◆ **PROBLEM REQUIREMENTS**:
Copy out all of the material exactly.

Location annotation dataset excerpts
---

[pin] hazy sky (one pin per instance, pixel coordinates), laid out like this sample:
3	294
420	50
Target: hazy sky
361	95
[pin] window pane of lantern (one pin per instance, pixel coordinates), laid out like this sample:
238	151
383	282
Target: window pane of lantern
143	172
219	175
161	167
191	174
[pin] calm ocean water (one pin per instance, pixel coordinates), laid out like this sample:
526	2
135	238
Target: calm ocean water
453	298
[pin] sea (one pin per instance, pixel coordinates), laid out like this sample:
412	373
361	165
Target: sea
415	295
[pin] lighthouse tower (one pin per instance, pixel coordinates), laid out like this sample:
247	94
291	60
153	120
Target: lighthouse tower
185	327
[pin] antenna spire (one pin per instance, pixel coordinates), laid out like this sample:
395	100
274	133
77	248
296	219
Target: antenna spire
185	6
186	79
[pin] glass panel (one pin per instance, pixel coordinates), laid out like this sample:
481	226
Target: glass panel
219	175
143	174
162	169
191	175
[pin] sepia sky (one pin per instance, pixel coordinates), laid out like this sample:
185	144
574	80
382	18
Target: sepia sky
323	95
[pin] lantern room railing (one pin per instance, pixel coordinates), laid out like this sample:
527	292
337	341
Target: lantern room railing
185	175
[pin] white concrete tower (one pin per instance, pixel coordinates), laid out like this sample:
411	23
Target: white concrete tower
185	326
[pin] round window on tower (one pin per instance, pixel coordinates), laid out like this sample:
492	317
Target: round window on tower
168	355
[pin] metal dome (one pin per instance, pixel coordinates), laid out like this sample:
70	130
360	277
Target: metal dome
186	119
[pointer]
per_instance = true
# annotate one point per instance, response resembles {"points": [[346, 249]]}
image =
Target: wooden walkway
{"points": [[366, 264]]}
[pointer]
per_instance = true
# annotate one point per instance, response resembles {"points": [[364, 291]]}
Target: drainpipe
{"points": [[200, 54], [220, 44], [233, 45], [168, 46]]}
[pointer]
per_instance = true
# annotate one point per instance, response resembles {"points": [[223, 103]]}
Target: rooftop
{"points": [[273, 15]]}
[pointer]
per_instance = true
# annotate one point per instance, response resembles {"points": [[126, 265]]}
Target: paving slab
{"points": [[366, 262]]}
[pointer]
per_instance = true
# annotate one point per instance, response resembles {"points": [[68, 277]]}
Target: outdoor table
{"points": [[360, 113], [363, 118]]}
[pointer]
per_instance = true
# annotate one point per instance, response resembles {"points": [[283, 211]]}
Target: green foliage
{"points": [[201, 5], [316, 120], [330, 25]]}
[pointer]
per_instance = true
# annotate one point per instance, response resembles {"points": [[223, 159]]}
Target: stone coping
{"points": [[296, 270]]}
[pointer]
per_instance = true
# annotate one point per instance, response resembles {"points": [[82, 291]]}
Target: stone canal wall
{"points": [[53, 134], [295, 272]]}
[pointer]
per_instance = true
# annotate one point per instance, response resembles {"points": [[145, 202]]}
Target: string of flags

---

◆ **EXPECTED ANSWER**:
[pin] hazy sky (one pin per instance, pixel coordinates), laid out like this sample:
3	294
420	50
Target: hazy sky
361	95
[pin] window pane of lantern (one pin per instance, pixel coordinates), laid out like this sample:
238	151
383	282
Target: window pane of lantern
143	172
219	175
161	167
191	174
[pin] calm ocean water (one pin per instance, pixel coordinates), laid out like this sample:
526	2
135	238
Target: calm ocean water
453	298
[pin] sea (one pin per instance, pixel coordinates), laid out like this sample:
412	373
361	165
Target: sea
415	295
[pin] lighthouse tower (one pin per instance, pixel coordinates), laid out like this sample:
247	94
291	60
153	120
Target: lighthouse tower
185	327
[pin] antenna spire (one pin per instance, pixel coordinates), laid out like this sample:
395	100
274	133
77	248
296	219
Target: antenna spire
185	6
186	79
[pin] glass panel (one pin per instance, pixel coordinates), laid out like this sample:
481	226
Target: glass panel
219	175
143	174
162	169
191	175
[pin] sepia sky (one pin per instance, pixel coordinates), laid out like this sample:
185	144
574	80
382	18
Target: sepia sky
323	95
[pin] lantern room railing (one pin per instance, pixel coordinates), laid out like this sample:
527	292
337	341
Target: lantern room railing
185	175
[pin] white concrete tower (one pin per instance, pixel coordinates), laid out like this sample:
411	23
Target: white concrete tower
185	326
[pin] round window on tower (one pin per instance, pixel coordinates), laid out like this sample:
492	317
Target: round window on tower
168	355
[pin] metal dome (one pin per instance, pixel coordinates), laid out like this sample:
70	130
360	277
Target: metal dome
186	119
[pointer]
per_instance = true
# annotate one point per instance, response resembles {"points": [[346, 249]]}
image =
Target: wooden walkway
{"points": [[366, 264]]}
[pointer]
per_instance = true
# annotate one point per instance, response resembles {"points": [[364, 291]]}
Target: drainpipe
{"points": [[200, 54], [220, 44], [233, 45], [168, 46]]}
[pointer]
per_instance = true
# annotate one point per instance, response resembles {"points": [[223, 103]]}
Target: rooftop
{"points": [[273, 15]]}
[pointer]
per_instance = true
# annotate one point per instance, response resembles {"points": [[126, 265]]}
Target: paving slab
{"points": [[366, 262]]}
[pointer]
per_instance = true
# annotate one point per instance, response resembles {"points": [[68, 277]]}
Target: outdoor table
{"points": [[360, 113], [363, 118]]}
[pointer]
per_instance = true
# annotate one point per instance, response resembles {"points": [[283, 211]]}
Target: green foliage
{"points": [[201, 5], [316, 120], [330, 25]]}
[pointer]
per_instance = true
# annotate one point per instance, response resembles {"points": [[223, 159]]}
Target: stone coping
{"points": [[296, 270]]}
[pointer]
per_instance = true
# annotate one point per instance, response resembles {"points": [[82, 291]]}
Target: stone canal wall
{"points": [[53, 134], [295, 272]]}
[pointer]
per_instance = true
# annotate one point per instance, response resembles {"points": [[145, 202]]}
Target: string of flags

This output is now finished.